━━ Records shown
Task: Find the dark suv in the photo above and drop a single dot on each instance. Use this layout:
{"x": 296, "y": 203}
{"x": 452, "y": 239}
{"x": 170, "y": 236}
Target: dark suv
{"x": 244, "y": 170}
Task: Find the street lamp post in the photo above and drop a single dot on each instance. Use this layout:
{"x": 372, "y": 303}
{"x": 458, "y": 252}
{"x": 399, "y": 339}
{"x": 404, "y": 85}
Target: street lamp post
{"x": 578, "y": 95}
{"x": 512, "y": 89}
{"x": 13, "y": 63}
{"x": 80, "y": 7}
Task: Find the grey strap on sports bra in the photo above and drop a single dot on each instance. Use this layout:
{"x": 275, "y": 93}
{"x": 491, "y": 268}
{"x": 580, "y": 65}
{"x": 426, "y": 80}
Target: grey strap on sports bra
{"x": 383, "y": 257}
━━━━
Description of the task » Reproduce the data in full, exactly as presented.

Exercise output »
Task: Find the dark suv in the photo above and drop a single dot on each instance. Use this layout:
{"x": 296, "y": 203}
{"x": 452, "y": 239}
{"x": 170, "y": 236}
Target: dark suv
{"x": 244, "y": 170}
Task: Find the street lamp post in the photo above and drop a single dot on each instance. Use this layout:
{"x": 372, "y": 303}
{"x": 458, "y": 252}
{"x": 399, "y": 339}
{"x": 404, "y": 85}
Target: street lamp post
{"x": 578, "y": 95}
{"x": 512, "y": 89}
{"x": 13, "y": 63}
{"x": 80, "y": 7}
Task: Find the grey strap on sports bra in the photo above and drop a single dot on each instance. Use this layout:
{"x": 275, "y": 93}
{"x": 491, "y": 268}
{"x": 580, "y": 65}
{"x": 426, "y": 80}
Target: grey strap on sports bra
{"x": 383, "y": 257}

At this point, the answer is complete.